* Tasks:
(1) Please list every component of the 7.1 setup described in the speaker thread.
(2) According to the speaker thread, why does tesseract think the RC80i would best complement the mains?

# Opinions on upgrading my rear surrounds, Polk RC80i or RC60i?



## jrnelson91 (Jan 22, 2013)

Am wanting to replace my rear surround speakers to match the rest of my speakers. I like the in-celling kind. My budget would be under $150, I know its not much. For room size you can look here I did a google scketup of it, its a about 8x12.

http://www.hometheatershack.com/for...first-theater-room-3300-spent.html#post596736

Any infomation pros/cons and/or opinions would be great.

Currently have a 7.1 setup
Harman/Kardon AVR2650
Polk RTi8 Fronts
Polk RC55i surrounds
Bose VCS-10 Center speaker (will be replacing with a Polk Audio CSiA6 in the near future)
Bose 161 2.5 Bookshelf speakers backs (ones I want to replace)
Polk PSW111 10” Sub


I was thinking between these two 

Polk Audio RC80i 2-Way In-Ceiling Speakers for $145

http://www.amazon.com/Polk-Audio-RC...d=1363293496&sr=8-1&keywords=Polk+Audio+RC80i

or these

Polk Audio RC60i In-Ceiling / In-Wall Speakers for $69.28 (which seem like a great price)

http://www.amazon.com/Polk-Audio-RC...id=1363356358&sr=1-1&keywords=Polk+Audio+RC60

thanks


----------



## tesseract (Aug 9, 2010)

It says that the RC80i is timbre matched to the RTi series. This would compliment your mains the best, I think.


----------



## jrnelson91 (Jan 22, 2013)

tesseract said:


> It says that the RC80i is timbre matched to the RTi series. This would compliment your mains the best, I think.


Thanks, am thinking RC80i will be the better choice too.


----------

* Stored data:

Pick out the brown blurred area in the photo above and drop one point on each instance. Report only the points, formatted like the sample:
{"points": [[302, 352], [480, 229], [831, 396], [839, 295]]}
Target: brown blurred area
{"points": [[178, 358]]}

* Full answers:
(1)
- Harman/Kardon AVR2650
- Polk RTi8 fronts
- Polk RC55i surrounds
- Bose VCS-10 center speaker
- Bose 161 2.5 bookshelf speakers (backs)
- Polk PSW111 10" sub

(2) The RC80i is timbre matched to the RTi series.